### Your task
Copy out the lines below with every occurrence of "positive clicks" changed to "foreground clicks", keeping all other text the same.

### Data excerpts
++++
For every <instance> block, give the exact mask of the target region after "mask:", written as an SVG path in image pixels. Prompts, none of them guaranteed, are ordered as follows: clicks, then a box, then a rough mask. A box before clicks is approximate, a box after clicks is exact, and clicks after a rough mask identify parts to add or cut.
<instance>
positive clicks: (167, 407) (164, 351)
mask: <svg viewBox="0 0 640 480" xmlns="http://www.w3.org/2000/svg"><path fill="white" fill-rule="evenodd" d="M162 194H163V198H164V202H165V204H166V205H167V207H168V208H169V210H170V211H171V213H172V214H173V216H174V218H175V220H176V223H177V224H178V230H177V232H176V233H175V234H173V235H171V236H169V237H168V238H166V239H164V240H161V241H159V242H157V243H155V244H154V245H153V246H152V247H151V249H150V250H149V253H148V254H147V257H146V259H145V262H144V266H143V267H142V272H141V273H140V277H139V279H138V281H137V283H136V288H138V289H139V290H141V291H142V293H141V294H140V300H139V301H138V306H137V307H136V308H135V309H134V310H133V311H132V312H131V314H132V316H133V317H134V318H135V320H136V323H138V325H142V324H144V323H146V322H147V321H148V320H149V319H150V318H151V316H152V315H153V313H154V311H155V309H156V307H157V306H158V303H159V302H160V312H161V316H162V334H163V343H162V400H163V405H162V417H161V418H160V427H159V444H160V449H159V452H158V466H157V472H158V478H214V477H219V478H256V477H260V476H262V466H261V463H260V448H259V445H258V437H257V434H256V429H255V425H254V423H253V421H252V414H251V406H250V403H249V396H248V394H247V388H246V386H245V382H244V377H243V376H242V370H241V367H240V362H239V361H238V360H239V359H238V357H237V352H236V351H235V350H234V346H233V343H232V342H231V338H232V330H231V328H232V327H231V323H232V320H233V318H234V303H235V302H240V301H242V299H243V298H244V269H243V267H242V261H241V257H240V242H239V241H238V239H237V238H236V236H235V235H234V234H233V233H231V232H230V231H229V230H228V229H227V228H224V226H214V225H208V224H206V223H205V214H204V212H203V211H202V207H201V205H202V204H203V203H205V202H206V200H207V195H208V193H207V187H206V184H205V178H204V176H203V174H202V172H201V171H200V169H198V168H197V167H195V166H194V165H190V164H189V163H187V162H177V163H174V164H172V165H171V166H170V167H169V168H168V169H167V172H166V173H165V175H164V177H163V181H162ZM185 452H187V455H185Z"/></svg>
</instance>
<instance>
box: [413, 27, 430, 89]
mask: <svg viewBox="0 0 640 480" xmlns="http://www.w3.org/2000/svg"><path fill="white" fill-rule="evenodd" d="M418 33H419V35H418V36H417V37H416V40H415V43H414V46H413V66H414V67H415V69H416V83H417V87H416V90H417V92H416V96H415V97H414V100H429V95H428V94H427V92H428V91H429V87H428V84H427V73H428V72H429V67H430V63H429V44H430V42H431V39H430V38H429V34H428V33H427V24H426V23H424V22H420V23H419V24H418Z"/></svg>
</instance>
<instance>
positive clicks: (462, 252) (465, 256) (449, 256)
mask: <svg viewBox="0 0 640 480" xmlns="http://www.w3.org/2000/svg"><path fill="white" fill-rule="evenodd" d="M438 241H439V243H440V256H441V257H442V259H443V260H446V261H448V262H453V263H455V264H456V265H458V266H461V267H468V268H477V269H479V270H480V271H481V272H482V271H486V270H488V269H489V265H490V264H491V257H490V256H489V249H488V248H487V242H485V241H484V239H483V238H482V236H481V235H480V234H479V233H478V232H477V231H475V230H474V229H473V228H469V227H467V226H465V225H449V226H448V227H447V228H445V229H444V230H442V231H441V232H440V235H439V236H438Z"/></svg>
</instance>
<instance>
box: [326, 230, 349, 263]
++++
### Finished exercise
For every <instance> block, give the exact mask of the target region after "mask:", written as an SVG path in image pixels. Prompts, none of them guaranteed, are ordered as follows: clicks, then a box, then a rough mask. A box before clicks is approximate, a box after clicks is exact, and clicks after a rough mask identify parts to add or cut.
<instance>
foreground clicks: (167, 407) (164, 351)
mask: <svg viewBox="0 0 640 480" xmlns="http://www.w3.org/2000/svg"><path fill="white" fill-rule="evenodd" d="M162 194H163V198H164V202H165V204H166V205H167V207H168V208H169V210H170V211H171V213H172V214H173V216H174V218H175V220H176V223H177V224H178V230H177V232H176V233H175V234H173V235H171V236H169V237H168V238H166V239H164V240H161V241H159V242H157V243H155V244H154V245H153V246H152V247H151V249H150V250H149V253H148V254H147V257H146V259H145V262H144V266H143V267H142V272H141V273H140V277H139V279H138V281H137V283H136V288H138V289H139V290H141V291H142V293H141V294H140V300H139V301H138V306H137V307H136V308H135V309H134V310H133V311H132V312H131V314H132V316H133V317H134V318H135V320H136V323H138V325H142V324H144V323H146V322H147V321H148V320H149V319H150V318H151V316H152V315H153V313H154V311H155V309H156V307H157V306H158V303H159V302H160V312H161V316H162V334H163V343H162V400H163V405H162V417H161V418H160V427H159V444H160V449H159V452H158V466H157V472H158V478H214V477H219V478H256V477H260V476H262V466H261V463H260V448H259V445H258V437H257V434H256V429H255V425H254V423H253V421H252V414H251V406H250V403H249V396H248V394H247V388H246V386H245V382H244V377H243V376H242V370H241V367H240V362H239V361H238V360H239V359H238V357H237V352H236V351H235V350H234V346H233V343H232V342H231V338H232V330H231V328H232V327H231V323H232V320H233V318H234V303H235V302H240V301H242V299H243V298H244V269H243V267H242V261H241V257H240V242H239V241H238V239H237V238H236V236H235V235H234V234H233V233H231V232H230V231H229V230H228V229H227V228H224V226H214V225H208V224H206V223H205V214H204V212H203V211H202V207H201V205H202V204H203V203H205V202H206V200H207V195H208V193H207V187H206V184H205V178H204V176H203V174H202V172H201V171H200V169H198V168H197V167H195V166H194V165H190V164H189V163H187V162H177V163H174V164H172V165H171V166H170V167H169V168H168V169H167V172H166V173H165V175H164V177H163V181H162ZM185 452H187V455H185Z"/></svg>
</instance>
<instance>
box: [413, 27, 430, 89]
mask: <svg viewBox="0 0 640 480" xmlns="http://www.w3.org/2000/svg"><path fill="white" fill-rule="evenodd" d="M418 33H419V35H418V36H417V37H416V40H415V43H414V46H413V66H414V67H415V69H416V83H417V87H416V90H417V92H416V96H415V97H414V100H429V95H428V94H427V92H428V91H429V87H428V84H427V73H428V72H429V67H430V63H429V44H430V42H431V39H430V38H429V34H428V33H427V24H426V23H424V22H420V23H419V24H418Z"/></svg>
</instance>
<instance>
foreground clicks: (462, 252) (465, 256) (449, 256)
mask: <svg viewBox="0 0 640 480" xmlns="http://www.w3.org/2000/svg"><path fill="white" fill-rule="evenodd" d="M438 241H439V243H440V256H441V257H442V259H443V260H446V261H448V262H453V263H455V264H456V265H458V266H461V267H468V268H477V269H479V270H480V271H481V272H482V271H486V270H488V269H489V265H490V264H491V257H490V256H489V249H488V248H487V242H485V241H484V239H483V238H482V236H481V235H480V234H479V233H478V232H477V231H475V230H474V229H473V228H469V227H467V226H465V225H449V226H448V227H447V228H445V229H444V230H442V231H441V232H440V235H439V236H438Z"/></svg>
</instance>
<instance>
box: [326, 230, 349, 263]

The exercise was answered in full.